▶ **EXTRACT PROVIDED**
Feedback

Red Card Means No

26 January 2018      Susan Chambers, HR Director

The Presidents Club Scandal that broke this week means that sexual harassment is once again the subject of the headlines. Sue Chambers, Director of Human Resources at Aberystwyth University, considers how it affects those working in HE institutions. With thanks to Rebecca Kularatne, HR Metrics and Workforce Planning Manager at Aberystwyth University, for her contribution.

In the dim and distant past of the 1970s, 80s and 90s, I thought we had it all sorted. In my workplace, the lines were comprehensively drawn and we all knew where we stood. When someone was overly-tactile and crossed the line we collectively reacted. We felt that we were in control of our work culture, and I assumed it was the same everywhere else. I clearly couldn’t have been more wrong. 

Image credit: Ian Burt

And so in to the new millennium, by which time the line had been repeatedly redrawn. We had talked about inequality and sexual misconduct. We were open and inclusive. We were proud to talk about friends and family members who were openly gay and looked on with delight – and some disbelief – as a Conservative Prime Minister championed the legislation for single sex partnerships. We had come so far. Or so I thought.

Where any of us, male or female, is uncomfortable with harassing behaviour, we should feel able to call it out. Yet even today we can sometimes find it hard to do so. When our boundaries are breached, perhaps we need a code. Recently some bars have adopted such a code; if a woman, or a man, asks for an ‘Angela’ or an ‘Angel Shot’ in certain bars around the world the bartender will call a taxi straight away. While that is a great idea and addresses immediately the safety of the individual, it still avoids the root of the problem. The person who is behaving badly or unacceptably may be unaware, and will never be aware unless someone tells them to stop what they are doing. Women and men need to make it screamingly obvious when behaviour towards them is unacceptable. And we need a collective but straightforward approach to how each person can make themselves heard.

▶ **WORK INSTRUCTIONS**
Please copy, word for word, the passage of the article on sexual harassment that runs from "In the dim and" up to and including "been more wrong.".

[Position identification records]
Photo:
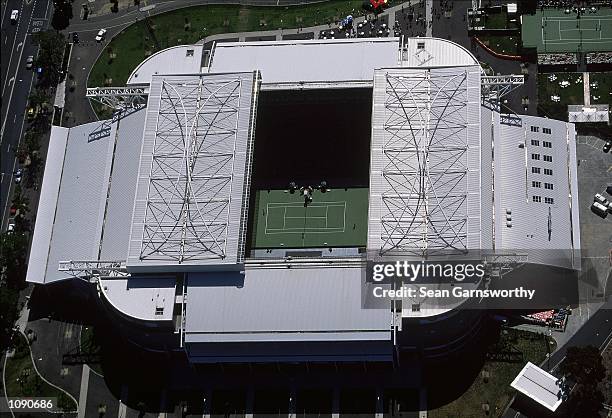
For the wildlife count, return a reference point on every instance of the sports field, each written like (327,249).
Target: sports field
(337,218)
(551,30)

▶ **COMPLETED TASK**
In the dim and distant past of the 1970s, 80s and 90s, I thought we had it all sorted. In my workplace, the lines were comprehensively drawn and we all knew where we stood. When someone was overly-tactile and crossed the line we collectively reacted. We felt that we were in control of our work culture, and I assumed it was the same everywhere else. I clearly couldn’t have been more wrong.